Data for analysis Block Start

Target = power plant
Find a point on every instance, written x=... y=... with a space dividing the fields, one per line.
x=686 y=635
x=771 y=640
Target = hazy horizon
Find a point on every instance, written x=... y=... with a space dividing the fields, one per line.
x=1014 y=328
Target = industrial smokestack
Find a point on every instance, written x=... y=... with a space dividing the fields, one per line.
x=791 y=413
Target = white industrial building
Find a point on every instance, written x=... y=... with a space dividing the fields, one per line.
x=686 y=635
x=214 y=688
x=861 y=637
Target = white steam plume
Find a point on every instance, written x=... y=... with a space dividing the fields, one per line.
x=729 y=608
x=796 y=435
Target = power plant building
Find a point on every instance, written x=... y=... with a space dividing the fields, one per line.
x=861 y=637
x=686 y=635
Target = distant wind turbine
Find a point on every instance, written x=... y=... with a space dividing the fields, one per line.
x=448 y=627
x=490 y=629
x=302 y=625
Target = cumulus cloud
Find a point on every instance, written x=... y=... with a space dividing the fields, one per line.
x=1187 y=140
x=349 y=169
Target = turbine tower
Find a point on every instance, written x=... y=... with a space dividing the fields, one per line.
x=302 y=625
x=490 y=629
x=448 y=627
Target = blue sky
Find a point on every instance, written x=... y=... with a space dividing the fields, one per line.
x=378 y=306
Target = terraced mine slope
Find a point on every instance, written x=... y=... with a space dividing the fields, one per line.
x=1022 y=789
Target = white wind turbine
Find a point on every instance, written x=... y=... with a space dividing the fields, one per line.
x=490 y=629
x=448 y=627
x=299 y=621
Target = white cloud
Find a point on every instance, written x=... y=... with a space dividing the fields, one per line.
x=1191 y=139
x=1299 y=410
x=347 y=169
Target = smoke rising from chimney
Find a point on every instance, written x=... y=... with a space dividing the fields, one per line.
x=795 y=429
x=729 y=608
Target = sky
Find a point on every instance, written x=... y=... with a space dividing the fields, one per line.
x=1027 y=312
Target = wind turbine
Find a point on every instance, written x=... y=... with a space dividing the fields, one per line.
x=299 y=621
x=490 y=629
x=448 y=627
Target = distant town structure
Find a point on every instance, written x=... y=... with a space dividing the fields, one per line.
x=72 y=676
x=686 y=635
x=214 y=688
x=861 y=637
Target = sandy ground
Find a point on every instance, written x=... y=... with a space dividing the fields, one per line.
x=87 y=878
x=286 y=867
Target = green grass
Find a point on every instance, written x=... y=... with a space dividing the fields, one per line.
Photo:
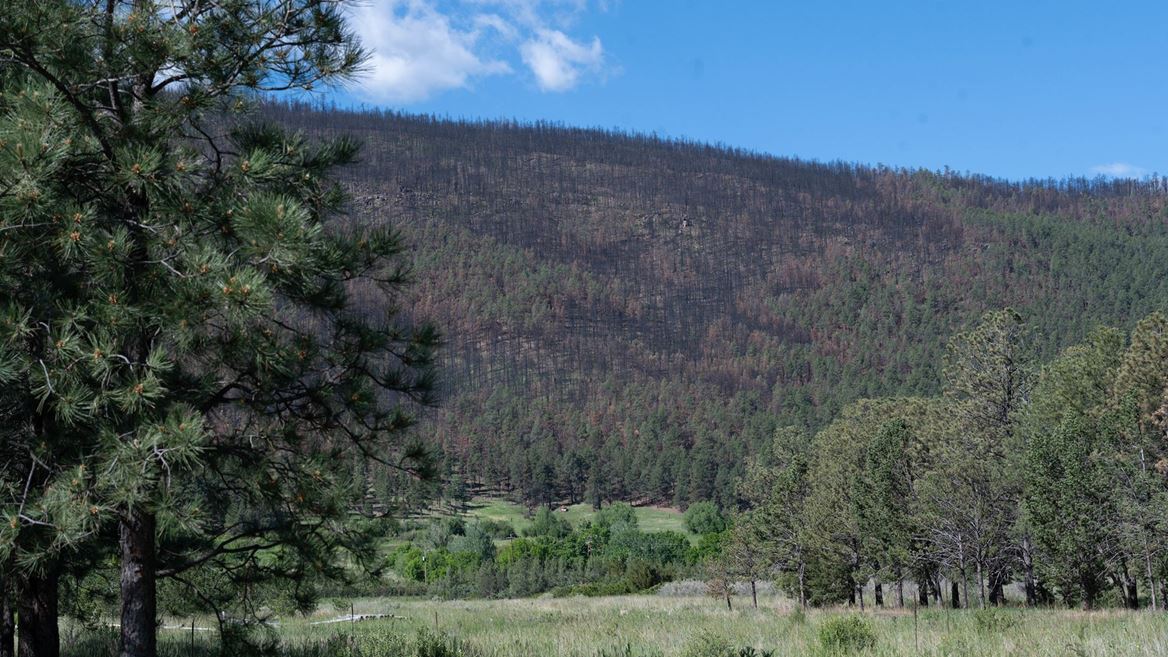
x=655 y=626
x=648 y=518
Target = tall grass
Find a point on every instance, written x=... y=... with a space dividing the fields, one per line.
x=667 y=627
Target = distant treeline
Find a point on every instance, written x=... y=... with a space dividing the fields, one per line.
x=628 y=318
x=1054 y=476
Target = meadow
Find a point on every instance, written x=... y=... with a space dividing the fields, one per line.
x=648 y=518
x=686 y=627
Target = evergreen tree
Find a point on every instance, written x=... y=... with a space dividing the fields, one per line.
x=1068 y=503
x=186 y=359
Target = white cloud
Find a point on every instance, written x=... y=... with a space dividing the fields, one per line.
x=421 y=48
x=557 y=61
x=417 y=52
x=1119 y=170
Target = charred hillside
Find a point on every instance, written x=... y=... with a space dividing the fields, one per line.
x=627 y=317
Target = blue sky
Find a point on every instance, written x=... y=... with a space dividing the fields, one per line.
x=1009 y=89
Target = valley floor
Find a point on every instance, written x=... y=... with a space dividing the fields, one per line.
x=696 y=627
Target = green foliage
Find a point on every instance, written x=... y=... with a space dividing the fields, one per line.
x=708 y=645
x=617 y=516
x=845 y=635
x=995 y=621
x=704 y=518
x=547 y=524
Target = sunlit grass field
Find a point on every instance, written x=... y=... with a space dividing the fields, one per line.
x=696 y=627
x=648 y=518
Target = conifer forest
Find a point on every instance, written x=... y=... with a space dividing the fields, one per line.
x=287 y=377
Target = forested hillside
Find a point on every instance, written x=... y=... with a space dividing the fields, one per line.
x=627 y=317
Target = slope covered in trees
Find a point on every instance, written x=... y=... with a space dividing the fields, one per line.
x=627 y=317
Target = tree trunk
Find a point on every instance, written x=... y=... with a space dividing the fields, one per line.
x=139 y=604
x=803 y=589
x=1030 y=585
x=981 y=585
x=1131 y=588
x=998 y=580
x=7 y=621
x=36 y=608
x=1147 y=571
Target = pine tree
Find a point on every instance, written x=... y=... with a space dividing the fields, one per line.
x=193 y=348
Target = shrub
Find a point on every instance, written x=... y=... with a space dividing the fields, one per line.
x=842 y=635
x=704 y=518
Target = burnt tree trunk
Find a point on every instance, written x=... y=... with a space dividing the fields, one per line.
x=36 y=608
x=139 y=603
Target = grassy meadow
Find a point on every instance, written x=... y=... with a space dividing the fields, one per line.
x=692 y=627
x=648 y=518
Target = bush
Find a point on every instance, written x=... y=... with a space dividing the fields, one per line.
x=841 y=635
x=704 y=518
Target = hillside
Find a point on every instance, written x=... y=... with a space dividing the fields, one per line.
x=627 y=317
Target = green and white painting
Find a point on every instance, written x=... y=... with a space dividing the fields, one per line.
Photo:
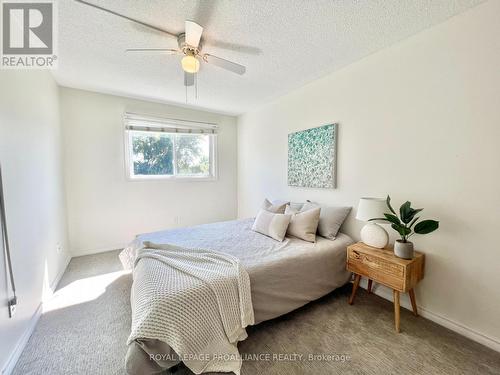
x=311 y=157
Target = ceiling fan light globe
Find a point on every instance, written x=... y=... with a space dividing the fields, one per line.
x=190 y=64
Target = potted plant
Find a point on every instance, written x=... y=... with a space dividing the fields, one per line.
x=406 y=225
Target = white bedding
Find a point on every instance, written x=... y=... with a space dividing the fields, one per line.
x=283 y=275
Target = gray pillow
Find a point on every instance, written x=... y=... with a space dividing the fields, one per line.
x=272 y=225
x=303 y=224
x=330 y=219
x=277 y=208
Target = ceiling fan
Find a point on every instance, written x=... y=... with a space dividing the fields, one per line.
x=189 y=43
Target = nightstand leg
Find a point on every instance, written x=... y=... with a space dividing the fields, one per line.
x=354 y=288
x=411 y=292
x=396 y=310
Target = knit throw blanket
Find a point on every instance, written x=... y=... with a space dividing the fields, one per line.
x=196 y=301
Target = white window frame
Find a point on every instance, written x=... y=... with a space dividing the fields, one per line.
x=184 y=127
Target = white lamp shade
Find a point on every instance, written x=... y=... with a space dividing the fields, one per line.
x=370 y=208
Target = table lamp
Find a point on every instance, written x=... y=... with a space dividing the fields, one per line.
x=373 y=234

Data for analysis Block End

Restate the entries above word for word, minus the pictures.

Target = power plant
Find a point on every instance, written x=... y=... with a space dividing the fields, one per line.
x=686 y=635
x=771 y=640
Target = hazy horizon
Find a point on every instance, written x=... y=... with a space dividing the fields, one per line.
x=1014 y=328
Target = industrial smokestack
Find a point on every instance, written x=... y=... with a space dividing the fields, one per line.
x=791 y=413
Target = white industrial building
Find a point on every instance, written x=... y=... with a space dividing the fields, one per line.
x=686 y=635
x=214 y=688
x=861 y=637
Target = white steam plume
Find a point on every instance, written x=... y=... with a space dividing the fields, one per line.
x=729 y=608
x=796 y=435
Target = power plant building
Find a point on every instance, written x=... y=... with a space dividing the fields, one per line.
x=861 y=637
x=686 y=635
Target = distant wind turbine
Find a point on every instance, written x=... y=... with a space dividing the fields, one per line.
x=448 y=627
x=490 y=629
x=302 y=625
Target = cumulus cloud
Find a point on every instance, written x=... y=... with a space dividing the fields, one per line.
x=1187 y=140
x=349 y=169
Target = turbine tower
Find a point on every instance, written x=... y=... with a space dividing the fields, one per line.
x=302 y=625
x=490 y=629
x=448 y=627
Target = blue sky
Find a point on every instance, written x=... y=... with a space dividing the fields, one per line.
x=378 y=306
Target = terraced mine slope
Find a point on every instance, written x=... y=... with a space dividing the fields, one per line.
x=1022 y=789
Target = white wind turbine
Find a point on every instance, written x=... y=... with a space dividing the fields, one per line.
x=490 y=629
x=448 y=627
x=299 y=621
Target = white cloud
Find a point on every instance, written x=... y=... with a space dividing the fields, one per line.
x=1191 y=139
x=1299 y=410
x=347 y=169
Target = smoke rising from chimney
Find a point on every instance, written x=... y=... with a space dividing the fields, one per line.
x=795 y=429
x=729 y=608
Target = sky
Find a point on every instance, written x=... y=... with a space dividing the fields, one per line.
x=1027 y=312
Target = wind turbine
Find a point on every instance, written x=... y=... with a space dividing the fields, one per line.
x=299 y=621
x=490 y=629
x=448 y=627
Target = distant town structure
Find a point on every instance, written x=... y=... with a space dividing the fields, one per line.
x=72 y=676
x=686 y=635
x=214 y=688
x=861 y=637
Target = sandy ground
Find a point on every instance, written x=... y=... with a space dividing the fields, one per line.
x=87 y=878
x=286 y=867
Target = green grass
Find a point on every instance, written x=... y=... with a space dividing the fields, one per line.
Photo:
x=655 y=626
x=648 y=518
Target = tall grass
Find a point on every instance, written x=... y=... with a space dividing the fields, one per line.
x=667 y=627
Target = distant treeline
Find a point on every instance, written x=... y=... with a space dividing the fields, one per line.
x=628 y=318
x=1054 y=476
Target = meadow
Find a point on every instance, written x=... y=... with a space dividing the fields, one per line.
x=648 y=518
x=686 y=627
Target = evergreen tree
Find a point on every instance, written x=... y=... with a space dividing the fields, one per line.
x=1068 y=503
x=186 y=359
Target = white cloud
Find a point on every instance, written x=... y=... with a space dividing the fields, one per line.
x=421 y=48
x=557 y=61
x=417 y=52
x=1119 y=170
Target = charred hillside
Find a point on every instance, written x=... y=... with a space dividing the fields, one per line.
x=627 y=317
Target = blue sky
Find a point on every instance, written x=... y=... with a space dividing the fields, one per line.
x=1009 y=89
Target = valley floor
Find a point on every instance, written x=... y=... with a space dividing the fields, one per line.
x=696 y=627
Target = green foliage
Find a point on every instance, written x=... y=... with a space dividing the fields, one per line.
x=708 y=645
x=617 y=516
x=845 y=635
x=995 y=621
x=704 y=518
x=547 y=524
Target = sunlit grass field
Find a point on every instance, written x=... y=... with a space dividing the fields, one per line.
x=696 y=627
x=648 y=518
Target = conifer forest
Find a point on every instance, written x=... y=... with a space dividing the fields, one per line.
x=287 y=377
Target = forested hillside
Find a point on every instance, written x=... y=... with a space dividing the fields, one per line.
x=627 y=317
Target = slope covered in trees
Find a point on every instance, written x=... y=... with a space dividing the fields, one per line.
x=627 y=317
Target = tree trunk
Find a point on every instance, written x=... y=... with a space dividing the fields, one per line.
x=139 y=604
x=803 y=589
x=1030 y=585
x=981 y=585
x=1131 y=588
x=998 y=580
x=7 y=621
x=36 y=608
x=1147 y=571
Target = pine tree
Find a point on every instance, written x=... y=... with a space dividing the fields, one per line.
x=193 y=348
Target = shrub
Find a point on every instance, written x=... y=... with a space dividing the fields, one per line.
x=842 y=635
x=704 y=518
Target = burnt tree trunk
Find a point on every instance, written x=... y=... with a space dividing the fields, one per line.
x=36 y=608
x=139 y=603
Target = grassy meadow
Find a point on every instance, written x=... y=... with a space dividing the fields, one per line.
x=692 y=627
x=648 y=518
Target = bush
Find a point on every instance, written x=... y=... with a space dividing the fields, one per line.
x=841 y=635
x=704 y=518
Target = hillside
Find a point on every instance, written x=... y=... with a space dividing the fields, one per line.
x=627 y=317
Target = green and white painting
Find a point on every instance, written x=... y=... with a space dividing the fields, one per line.
Photo:
x=311 y=157
Target = ceiling fan light globe
Find a point on every instance, written x=... y=... with a space dividing the fields, one per line.
x=190 y=64
Target = potted plant
Find a point on every instance, written x=... y=... with a space dividing the fields, one per line.
x=406 y=225
Target = white bedding
Find a point on every instance, written x=... y=... with a space dividing the fields, one per line.
x=283 y=275
Target = gray pillow
Find a point on every instance, written x=... y=... with a space dividing the fields, one per line.
x=272 y=225
x=303 y=224
x=330 y=219
x=277 y=208
Target = ceiling fan
Find a point on every instance, written x=... y=... with a space dividing the fields, one per line.
x=189 y=43
Target = nightstand leg
Find a point on every instance, written x=... y=... with a space dividing the fields, one per line.
x=354 y=288
x=411 y=292
x=396 y=310
Target = knit throw blanket
Find a point on every instance, written x=... y=... with a space dividing the fields, one per line.
x=196 y=301
Target = white window frame
Find a point on every instance, written x=... y=... with a space dividing the fields, one per line.
x=184 y=127
Target = white lamp shade
Find a point on every instance, written x=... y=... with a space dividing the fields, one per line.
x=370 y=208
Target = table lamp
Find a point on every instance, written x=... y=... with a space dividing the fields, one per line.
x=373 y=234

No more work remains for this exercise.